begin Data to process

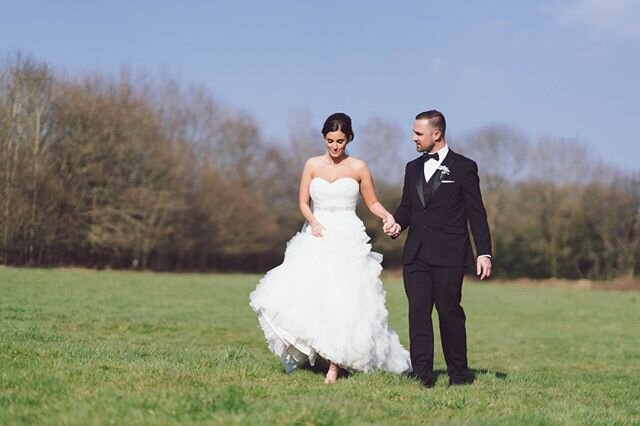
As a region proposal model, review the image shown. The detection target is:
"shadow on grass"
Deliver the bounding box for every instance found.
[434,368,507,384]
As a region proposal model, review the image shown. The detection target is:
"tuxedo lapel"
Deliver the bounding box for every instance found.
[423,149,456,203]
[413,161,427,208]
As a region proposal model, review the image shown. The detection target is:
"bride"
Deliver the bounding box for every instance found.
[250,113,411,384]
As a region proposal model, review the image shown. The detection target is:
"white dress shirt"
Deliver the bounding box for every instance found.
[424,145,449,182]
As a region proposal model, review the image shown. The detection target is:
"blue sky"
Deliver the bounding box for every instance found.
[0,0,640,170]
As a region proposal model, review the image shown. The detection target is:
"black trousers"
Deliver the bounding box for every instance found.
[403,250,468,382]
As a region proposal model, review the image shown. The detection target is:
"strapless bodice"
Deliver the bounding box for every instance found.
[309,177,360,212]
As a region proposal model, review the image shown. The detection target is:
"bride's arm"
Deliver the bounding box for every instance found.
[358,162,396,227]
[298,158,323,237]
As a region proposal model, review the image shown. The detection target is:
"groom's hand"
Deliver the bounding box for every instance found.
[384,223,402,239]
[476,256,491,280]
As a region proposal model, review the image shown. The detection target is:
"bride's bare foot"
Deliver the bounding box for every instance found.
[324,363,340,385]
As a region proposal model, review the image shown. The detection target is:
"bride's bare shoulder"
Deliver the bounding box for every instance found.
[349,157,369,170]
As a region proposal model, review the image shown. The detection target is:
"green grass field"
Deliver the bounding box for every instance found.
[0,268,640,425]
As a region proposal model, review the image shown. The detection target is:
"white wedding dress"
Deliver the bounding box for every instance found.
[249,177,411,373]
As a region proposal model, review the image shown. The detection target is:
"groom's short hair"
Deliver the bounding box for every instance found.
[416,109,447,136]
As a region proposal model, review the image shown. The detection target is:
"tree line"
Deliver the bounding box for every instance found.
[0,54,640,279]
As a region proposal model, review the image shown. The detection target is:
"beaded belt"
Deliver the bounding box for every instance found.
[313,204,356,213]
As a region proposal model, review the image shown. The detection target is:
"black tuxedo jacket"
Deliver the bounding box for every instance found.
[394,149,491,266]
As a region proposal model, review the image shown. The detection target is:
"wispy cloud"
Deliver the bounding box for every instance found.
[545,0,640,39]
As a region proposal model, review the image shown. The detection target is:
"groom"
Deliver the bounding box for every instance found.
[384,110,491,387]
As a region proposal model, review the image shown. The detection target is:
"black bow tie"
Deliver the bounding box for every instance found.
[422,152,440,163]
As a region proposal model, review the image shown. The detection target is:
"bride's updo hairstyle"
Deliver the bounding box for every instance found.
[322,112,353,142]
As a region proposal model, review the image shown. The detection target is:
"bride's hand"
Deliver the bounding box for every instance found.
[382,214,396,233]
[311,222,324,237]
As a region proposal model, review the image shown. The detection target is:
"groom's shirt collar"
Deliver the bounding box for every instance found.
[424,145,449,182]
[432,145,449,165]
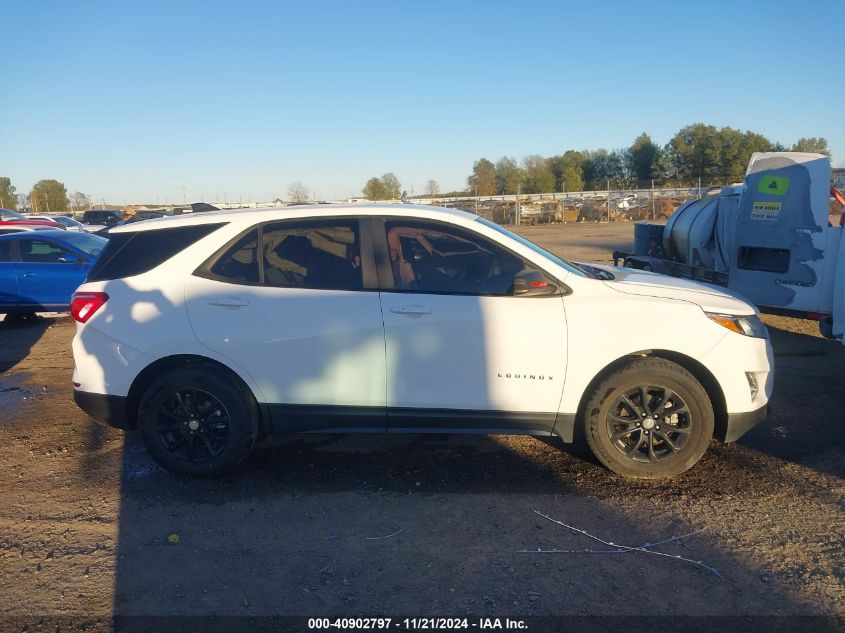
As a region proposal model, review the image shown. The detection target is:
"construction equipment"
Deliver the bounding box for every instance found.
[613,152,845,342]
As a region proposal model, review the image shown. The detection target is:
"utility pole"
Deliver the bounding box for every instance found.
[651,178,657,222]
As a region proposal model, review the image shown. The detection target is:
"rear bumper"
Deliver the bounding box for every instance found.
[718,404,770,443]
[73,389,134,430]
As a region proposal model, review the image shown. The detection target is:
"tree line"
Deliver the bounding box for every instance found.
[0,176,92,213]
[467,123,830,196]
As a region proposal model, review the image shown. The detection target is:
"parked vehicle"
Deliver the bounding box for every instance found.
[0,222,56,235]
[93,211,167,237]
[25,215,85,233]
[0,209,24,222]
[0,230,107,314]
[82,209,123,232]
[0,209,65,229]
[71,205,773,478]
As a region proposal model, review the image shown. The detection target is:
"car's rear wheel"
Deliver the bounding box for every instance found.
[138,365,258,476]
[581,358,713,479]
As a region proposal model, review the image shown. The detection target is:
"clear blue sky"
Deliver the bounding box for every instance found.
[0,0,845,203]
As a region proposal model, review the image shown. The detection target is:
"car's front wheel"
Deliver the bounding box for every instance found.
[138,365,258,476]
[581,358,714,479]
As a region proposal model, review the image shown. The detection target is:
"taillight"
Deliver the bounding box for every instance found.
[70,292,109,323]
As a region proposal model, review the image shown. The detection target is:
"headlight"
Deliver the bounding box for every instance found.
[705,312,769,338]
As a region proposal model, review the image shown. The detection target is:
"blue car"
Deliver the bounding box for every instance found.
[0,230,108,314]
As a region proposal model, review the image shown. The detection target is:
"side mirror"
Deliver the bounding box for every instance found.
[513,268,558,297]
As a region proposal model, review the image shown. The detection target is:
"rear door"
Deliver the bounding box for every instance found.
[186,218,386,432]
[17,237,89,310]
[0,240,20,309]
[376,218,566,433]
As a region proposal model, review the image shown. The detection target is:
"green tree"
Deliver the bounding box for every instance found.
[467,158,498,196]
[381,172,402,200]
[29,180,70,213]
[0,176,18,211]
[626,132,660,180]
[792,136,830,156]
[288,180,311,203]
[668,123,723,178]
[496,156,525,194]
[561,149,584,191]
[522,154,555,193]
[361,176,388,200]
[70,191,93,211]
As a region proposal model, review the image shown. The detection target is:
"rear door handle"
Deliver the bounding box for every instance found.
[208,297,249,308]
[390,306,431,315]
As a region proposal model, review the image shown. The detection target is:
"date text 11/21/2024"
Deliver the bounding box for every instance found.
[308,617,528,631]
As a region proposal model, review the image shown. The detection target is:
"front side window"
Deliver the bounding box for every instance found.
[385,220,527,296]
[19,239,78,264]
[261,220,363,290]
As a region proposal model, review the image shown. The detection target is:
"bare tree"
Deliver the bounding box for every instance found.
[288,180,311,202]
[70,191,91,211]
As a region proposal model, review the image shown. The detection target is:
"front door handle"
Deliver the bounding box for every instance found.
[208,297,249,308]
[390,306,431,315]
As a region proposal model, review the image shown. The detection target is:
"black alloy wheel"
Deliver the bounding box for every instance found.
[156,389,232,463]
[138,363,260,476]
[607,385,693,463]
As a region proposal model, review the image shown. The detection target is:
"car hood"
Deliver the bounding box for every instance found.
[590,264,757,315]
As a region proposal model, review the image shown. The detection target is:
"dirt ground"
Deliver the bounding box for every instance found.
[0,224,845,631]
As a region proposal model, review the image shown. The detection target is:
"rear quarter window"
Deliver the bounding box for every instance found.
[88,222,226,281]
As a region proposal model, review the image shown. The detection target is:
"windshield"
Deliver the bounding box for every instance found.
[62,231,109,258]
[0,209,24,220]
[478,218,589,277]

end Data to process

● **Exercise description**
Scale the data above from its beginning through the line containing "[309,177,360,212]", inclusive, by rewriting every line, text and answers alike, with each bounding box coordinate in the answers multiplied by 1.75 and rounded to a whole number, halves rounded up. Leave the pictures out of your answer.

● **Response**
As a region proposal model, review the image shown. The detection target is:
"shadow on grass"
Deliver the bounding box for every instance found.
[760,644,887,672]
As a region proposal model, review the image shown. The detection target is:
"tuxedo lapel"
Deliver the bounding box for every instance found.
[740,261,798,355]
[723,282,747,364]
As a region proposal model, review the image shown. The detection target is:
"bride"
Deliver the bounding box for every instance found.
[438,198,719,672]
As a region proposal model, review the image shown. The detection target is:
"white dress shirt"
Deliver the bounding box for every instance found.
[742,254,786,319]
As a region proposal model, review the image shown. The detection target is:
"blue sky"
Deliver the bounding box for every instance found.
[0,0,1120,298]
As a region proposal model, review the image shown. The detection target is:
"black trousers"
Deliver the bounding box for every instance found.
[705,438,819,669]
As a region proposal model, review the image shown. The detection target is:
"strapless bodice"
Deliver the bounding box for every instance found.
[541,310,630,371]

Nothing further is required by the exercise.